### EXERCISE DETAILS:
Can you repeat, word for word, the entries between the line holding "mark rear reflector strip | bbox" and the line holding "[121,147,568,386]", inclusive?
# DATA TO USE start
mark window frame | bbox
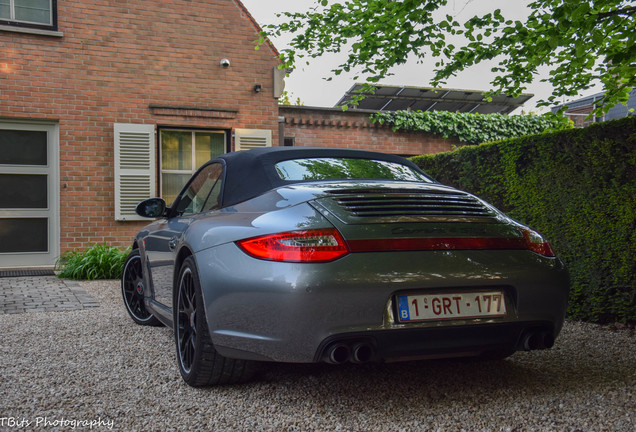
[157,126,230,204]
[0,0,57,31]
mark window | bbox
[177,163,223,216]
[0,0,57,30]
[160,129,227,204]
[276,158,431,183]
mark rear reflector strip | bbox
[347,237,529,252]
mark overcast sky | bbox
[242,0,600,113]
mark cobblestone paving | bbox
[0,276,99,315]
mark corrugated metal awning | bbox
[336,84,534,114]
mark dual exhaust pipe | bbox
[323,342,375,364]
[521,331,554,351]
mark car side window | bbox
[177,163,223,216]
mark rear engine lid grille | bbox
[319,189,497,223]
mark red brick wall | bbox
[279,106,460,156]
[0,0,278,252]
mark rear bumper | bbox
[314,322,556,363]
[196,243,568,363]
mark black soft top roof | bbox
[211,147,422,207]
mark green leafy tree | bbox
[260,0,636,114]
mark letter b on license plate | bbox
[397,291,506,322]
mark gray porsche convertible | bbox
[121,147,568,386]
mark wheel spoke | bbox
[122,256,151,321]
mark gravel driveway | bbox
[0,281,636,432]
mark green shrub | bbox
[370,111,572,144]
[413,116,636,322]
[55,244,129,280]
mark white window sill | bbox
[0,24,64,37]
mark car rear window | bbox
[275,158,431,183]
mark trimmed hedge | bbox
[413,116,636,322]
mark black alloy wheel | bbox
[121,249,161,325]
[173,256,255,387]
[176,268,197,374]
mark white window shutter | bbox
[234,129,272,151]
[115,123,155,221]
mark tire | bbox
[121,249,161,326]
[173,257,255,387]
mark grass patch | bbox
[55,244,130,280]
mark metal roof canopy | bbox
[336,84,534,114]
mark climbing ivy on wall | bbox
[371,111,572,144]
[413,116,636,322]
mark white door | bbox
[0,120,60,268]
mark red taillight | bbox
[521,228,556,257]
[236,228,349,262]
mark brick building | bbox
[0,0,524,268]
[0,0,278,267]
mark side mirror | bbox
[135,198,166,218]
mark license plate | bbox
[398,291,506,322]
# DATA TO USE end
# DATA TO USE start
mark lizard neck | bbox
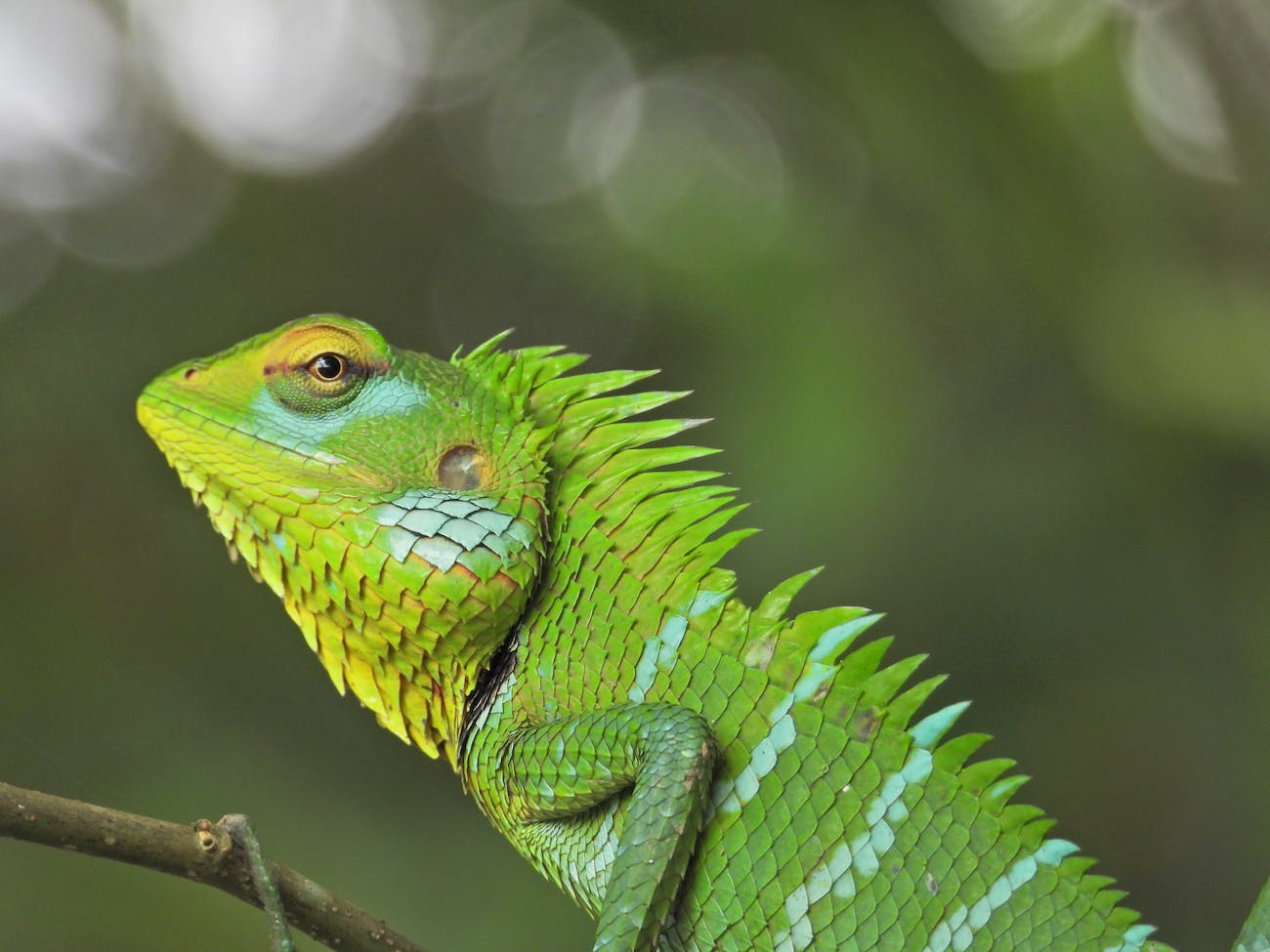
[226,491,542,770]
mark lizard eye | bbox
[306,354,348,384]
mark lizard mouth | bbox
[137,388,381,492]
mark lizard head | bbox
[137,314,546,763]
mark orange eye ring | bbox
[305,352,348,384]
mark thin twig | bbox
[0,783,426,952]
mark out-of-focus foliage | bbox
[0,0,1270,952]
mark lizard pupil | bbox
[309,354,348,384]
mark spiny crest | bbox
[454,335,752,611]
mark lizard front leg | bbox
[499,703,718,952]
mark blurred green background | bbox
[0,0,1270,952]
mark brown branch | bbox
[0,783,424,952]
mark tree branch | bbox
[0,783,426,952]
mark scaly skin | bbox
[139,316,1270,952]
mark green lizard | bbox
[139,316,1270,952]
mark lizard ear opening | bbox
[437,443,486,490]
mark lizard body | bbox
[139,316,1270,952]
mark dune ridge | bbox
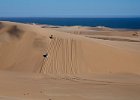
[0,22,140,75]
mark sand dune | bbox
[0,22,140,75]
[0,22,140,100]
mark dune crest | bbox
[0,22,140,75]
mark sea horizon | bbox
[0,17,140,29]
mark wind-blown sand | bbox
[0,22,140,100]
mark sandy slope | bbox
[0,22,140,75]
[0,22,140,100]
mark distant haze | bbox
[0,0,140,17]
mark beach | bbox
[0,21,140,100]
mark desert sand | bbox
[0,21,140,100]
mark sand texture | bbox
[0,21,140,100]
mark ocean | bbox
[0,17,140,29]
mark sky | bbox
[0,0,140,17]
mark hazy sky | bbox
# DATA TO USE end
# DATA TO USE start
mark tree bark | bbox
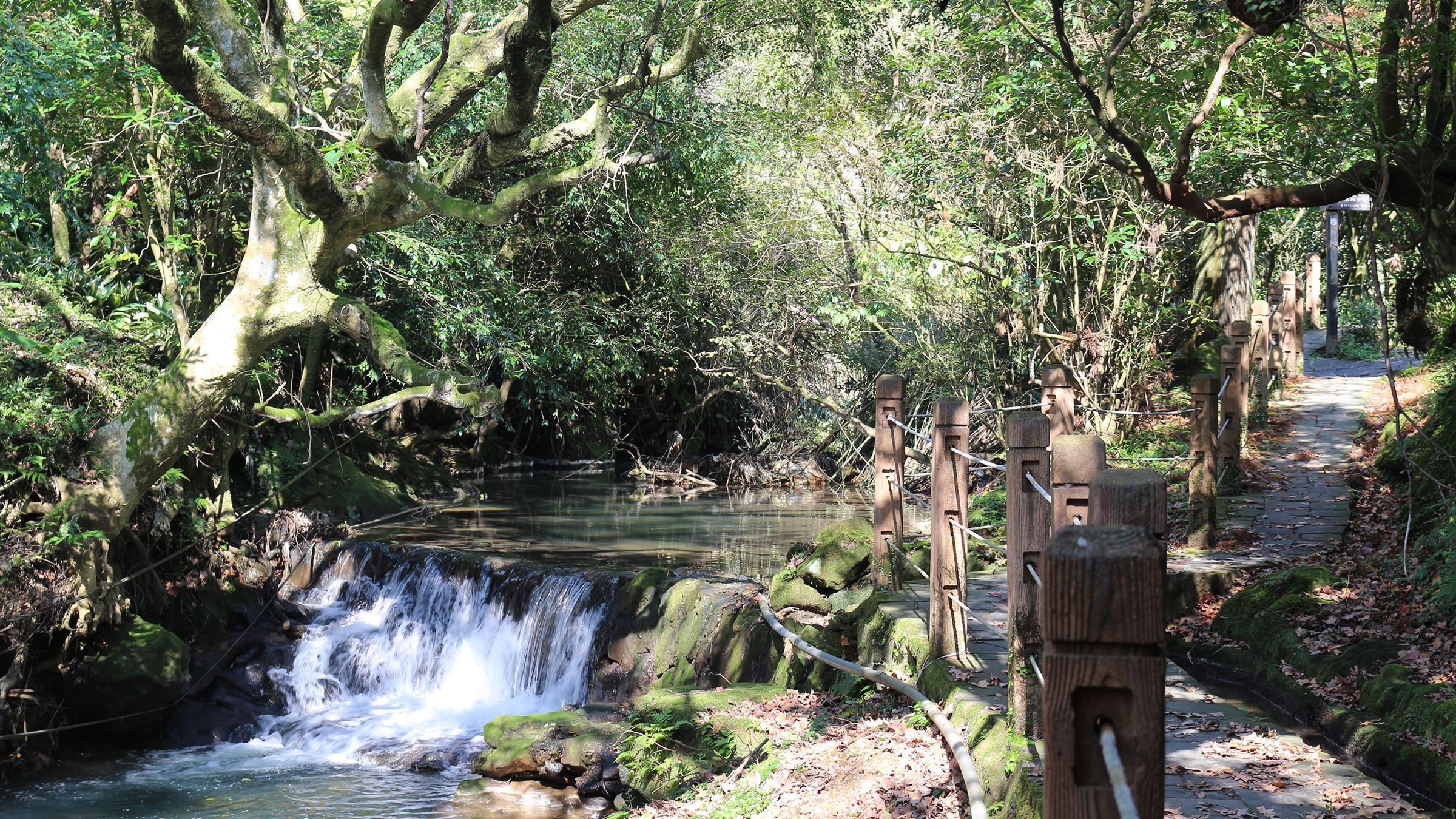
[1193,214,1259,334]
# DATA TO USE end
### WRITTEN RESPONSE:
mark rear reflector strip | bbox
[347,237,529,252]
mark overcast sky | bbox
[242,0,600,113]
mark cobblestone paving | bbox
[0,276,99,315]
mark corrugated metal awning | bbox
[336,84,534,114]
mark dual exhaust pipe | bbox
[323,342,375,364]
[521,331,554,351]
mark car side window | bbox
[177,163,223,216]
mark rear engine lid grille | bbox
[319,189,497,223]
mark red brick wall | bbox
[279,106,460,156]
[0,0,278,252]
mark rear bumper | bbox
[314,322,556,363]
[196,243,568,363]
mark black soft top roof | bbox
[211,147,422,207]
mark green leafy tree | bbox
[260,0,636,114]
mark letter b on license plate | bbox
[397,291,506,322]
mark gray porsche convertible | bbox
[121,147,568,386]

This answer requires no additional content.